SOURCE RECORDS:
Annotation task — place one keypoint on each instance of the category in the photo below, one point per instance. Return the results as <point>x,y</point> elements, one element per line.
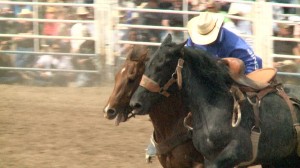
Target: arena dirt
<point>64,127</point>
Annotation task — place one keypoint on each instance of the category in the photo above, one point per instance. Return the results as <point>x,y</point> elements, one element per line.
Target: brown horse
<point>174,146</point>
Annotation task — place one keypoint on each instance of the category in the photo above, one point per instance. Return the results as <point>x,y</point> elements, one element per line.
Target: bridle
<point>154,87</point>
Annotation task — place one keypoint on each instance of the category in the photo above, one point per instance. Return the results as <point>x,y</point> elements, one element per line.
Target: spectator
<point>297,36</point>
<point>6,26</point>
<point>51,28</point>
<point>7,76</point>
<point>132,36</point>
<point>153,19</point>
<point>48,61</point>
<point>24,43</point>
<point>85,79</point>
<point>174,20</point>
<point>80,29</point>
<point>238,26</point>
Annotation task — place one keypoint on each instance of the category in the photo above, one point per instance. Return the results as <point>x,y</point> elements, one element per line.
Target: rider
<point>206,32</point>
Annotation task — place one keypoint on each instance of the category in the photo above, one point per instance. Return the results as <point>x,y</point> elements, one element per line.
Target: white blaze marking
<point>106,108</point>
<point>123,70</point>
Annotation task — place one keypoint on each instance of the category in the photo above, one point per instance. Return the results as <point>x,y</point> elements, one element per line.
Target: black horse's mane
<point>208,70</point>
<point>136,52</point>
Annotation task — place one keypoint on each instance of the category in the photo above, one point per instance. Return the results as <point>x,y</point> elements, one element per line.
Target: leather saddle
<point>257,80</point>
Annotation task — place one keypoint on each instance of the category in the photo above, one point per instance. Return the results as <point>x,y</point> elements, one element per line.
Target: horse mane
<point>137,53</point>
<point>208,70</point>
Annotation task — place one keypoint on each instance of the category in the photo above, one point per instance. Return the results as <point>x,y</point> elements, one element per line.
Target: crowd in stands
<point>238,26</point>
<point>24,57</point>
<point>54,51</point>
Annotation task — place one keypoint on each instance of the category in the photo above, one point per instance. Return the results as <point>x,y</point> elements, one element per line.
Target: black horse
<point>208,88</point>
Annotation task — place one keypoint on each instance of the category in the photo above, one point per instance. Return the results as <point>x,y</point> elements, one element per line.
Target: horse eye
<point>131,80</point>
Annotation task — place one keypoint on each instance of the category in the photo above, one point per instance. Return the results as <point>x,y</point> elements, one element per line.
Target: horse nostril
<point>111,112</point>
<point>136,107</point>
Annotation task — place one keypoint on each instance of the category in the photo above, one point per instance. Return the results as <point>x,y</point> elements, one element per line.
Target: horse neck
<point>202,100</point>
<point>167,117</point>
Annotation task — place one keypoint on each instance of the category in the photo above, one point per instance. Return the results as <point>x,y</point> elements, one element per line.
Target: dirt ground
<point>64,127</point>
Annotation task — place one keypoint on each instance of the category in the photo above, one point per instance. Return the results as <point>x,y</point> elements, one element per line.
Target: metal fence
<point>107,26</point>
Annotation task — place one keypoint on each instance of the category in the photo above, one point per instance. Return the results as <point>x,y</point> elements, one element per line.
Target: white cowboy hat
<point>204,29</point>
<point>82,11</point>
<point>25,12</point>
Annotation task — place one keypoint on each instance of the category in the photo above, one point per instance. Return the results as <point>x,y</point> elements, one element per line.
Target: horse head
<point>126,81</point>
<point>160,77</point>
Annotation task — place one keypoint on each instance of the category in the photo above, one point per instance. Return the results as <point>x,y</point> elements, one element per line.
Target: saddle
<point>256,80</point>
<point>256,85</point>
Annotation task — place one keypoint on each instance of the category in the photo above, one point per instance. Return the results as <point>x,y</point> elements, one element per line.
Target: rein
<point>154,87</point>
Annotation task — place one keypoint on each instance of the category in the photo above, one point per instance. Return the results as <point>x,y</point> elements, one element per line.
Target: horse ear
<point>167,40</point>
<point>179,47</point>
<point>145,55</point>
<point>132,72</point>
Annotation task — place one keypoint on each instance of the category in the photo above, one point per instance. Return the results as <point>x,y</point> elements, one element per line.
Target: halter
<point>154,87</point>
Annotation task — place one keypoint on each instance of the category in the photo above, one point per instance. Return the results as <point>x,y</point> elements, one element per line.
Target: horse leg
<point>232,155</point>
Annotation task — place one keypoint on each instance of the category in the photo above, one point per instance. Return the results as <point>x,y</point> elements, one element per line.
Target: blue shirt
<point>229,44</point>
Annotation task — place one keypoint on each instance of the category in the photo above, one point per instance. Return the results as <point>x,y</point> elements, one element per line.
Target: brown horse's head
<point>127,80</point>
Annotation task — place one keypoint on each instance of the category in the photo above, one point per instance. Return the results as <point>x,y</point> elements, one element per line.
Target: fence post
<point>263,30</point>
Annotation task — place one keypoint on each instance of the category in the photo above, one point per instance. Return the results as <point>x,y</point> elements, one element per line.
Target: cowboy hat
<point>25,12</point>
<point>82,11</point>
<point>204,29</point>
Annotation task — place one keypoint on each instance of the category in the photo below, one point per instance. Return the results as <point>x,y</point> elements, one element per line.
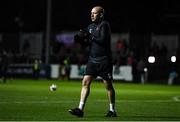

TASK PROMPT:
Output all data exactly, omitting images.

SOLUTION TO THE EXERCISE:
Annotation task — place one keypoint on each instance of the category in the photo below, one point per instance. Return the results as <point>x,y</point> elements, one element per line.
Target: arena dirt
<point>64,127</point>
Annotation task — place one keypoint on each instance of the category in the photo above, one point per instance. Return the results as <point>x,y</point> elements, one element per line.
Target: brown horse
<point>174,146</point>
Annotation task — place one keypoint on each instance of the category in the photo above, one point per instance. Return the results as <point>x,y</point> elements, one element per line.
Target: bridle
<point>154,87</point>
Annotation task — place one keypoint on each instance of the category in the photo above, one point per instance. Return the results as <point>x,y</point> elements, one element per line.
Target: spectator
<point>297,36</point>
<point>6,26</point>
<point>51,28</point>
<point>7,76</point>
<point>132,36</point>
<point>153,19</point>
<point>48,61</point>
<point>24,43</point>
<point>85,79</point>
<point>174,20</point>
<point>80,29</point>
<point>238,26</point>
Annotation task — place one keypoint on each instance of the category in the photo above, one point per instance. Return the results as <point>x,y</point> elements, one element per line.
Target: rider
<point>206,32</point>
Annotation task — place one keypoint on each instance of the category in the photo above, one point per instance. Return the results as <point>x,y</point> elements, one element per line.
Target: white blaze marking
<point>106,108</point>
<point>123,70</point>
Annotation task — place one keypoint on each instance of the category in the photo above, one point per instance. Return the results as <point>x,y</point> elements, one element per line.
Target: black horse's mane
<point>208,70</point>
<point>136,52</point>
Annotation task — place one keypoint on each instance of the category in the photo above, one point per instance. Return the results as <point>x,y</point> elements, one element per line.
Target: leather saddle
<point>257,80</point>
Annotation task — place one keypoint on each instance of the category in the photo above, one point per instance. Return the results as <point>x,y</point> elements, one element per line.
Target: horse mane
<point>137,53</point>
<point>208,70</point>
Annotation task — place one keypoint on each instance of the category in the photo above, one point per instance. Return the results as <point>x,y</point> elements, one element per line.
Target: crowd in stands
<point>238,26</point>
<point>24,57</point>
<point>54,51</point>
Annotation task — place one keypoint on each instance of the category in the photo above, one point per instance. Return the results as <point>x,y</point> elements, one element per line.
Target: black horse
<point>208,88</point>
Annotation task — place one keypoint on each instance of the category in the photo above, one point per instance. Return the results as <point>x,y</point> elements, one element per line.
Target: horse eye
<point>131,80</point>
Annotation task — place one keypoint on each instance of the category in the photo above, one point per instance. Return the results as <point>x,y</point> elements, one element per line.
Target: horse nostril
<point>111,112</point>
<point>136,107</point>
Annotation task — place one keypoint on each instance of the category in the photo above, one point per instance. Return the results as <point>x,y</point> elements, one element per line.
Target: horse neck
<point>202,100</point>
<point>167,117</point>
Annotation task — place one keypoint on each instance of the category in the photo above, one point per instance. Return the results as <point>x,y</point> elements, one element per line.
Target: dirt ground
<point>64,127</point>
Annotation task — place one keypoint on each instance of the category in the photo above, one point per instance. Return the results as <point>x,y</point> elements, one element per line.
Target: metal fence
<point>107,26</point>
Annotation task — place one keypoint on each instance of the category in the photo above, one point per instance. Return the results as <point>x,y</point> elements, one element per line.
Target: white cowboy hat
<point>204,29</point>
<point>82,11</point>
<point>25,12</point>
Annotation task — place one keypoint on each instance of the category in the photo above, one point per instance. Return the results as <point>x,y</point> elements, one element per line.
Target: horse head
<point>126,81</point>
<point>160,77</point>
Annotation task — place one keypoint on each instance of the category in the photo above, one point per instance. Return the results as <point>x,y</point> elements, one element per line.
Target: saddle
<point>256,80</point>
<point>256,85</point>
Annotation task — place one keypoint on each instance of the category in the photo above, one point per instance. Return the results as <point>x,y</point> elements, one element per line.
Target: rein
<point>154,87</point>
Annotation task — place one keypoint on each instance of the category in the photo above, one point per instance. Return the results as <point>x,y</point> elements, one element per line.
Target: horse ear
<point>167,40</point>
<point>179,47</point>
<point>145,55</point>
<point>132,72</point>
Annotation task — place one keypoint on each instance of the category in the photo above, one point per instance. Return the results as <point>x,y</point> elements, one element per line.
Target: halter
<point>154,87</point>
Annotation task — place one keypoint on each instance of the category in the photo above, one point per instance. Return the results as <point>x,y</point> elements, one element per line.
Target: horse leg
<point>232,155</point>
Annotation task — place one keypoint on each instance of the category in the photo above, one point per instance. Return the results as <point>x,y</point> elements, one element per line.
Target: blue shirt
<point>229,44</point>
Annotation task — place one keypoint on each instance of the category in the photo above, one point per instance. Return the results as <point>x,y</point> elements, one element per line.
Target: brown horse's head
<point>127,80</point>
Annotation task — place one keypoint on each instance of the category in the photo above, one point per instance. Return the results as <point>x,y</point> elements, one element per line.
Target: fence post
<point>263,30</point>
Annotation task — place one keypoint on each instance of the category in the photo above, one point per instance. Return the results as <point>x,y</point> elements, one element per line.
Target: cowboy hat
<point>25,12</point>
<point>82,11</point>
<point>204,29</point>
Annotation task — place one keypoint on each instance of the category in the photo below, one point per instance. Return the results as <point>x,y</point> elements, one element per line.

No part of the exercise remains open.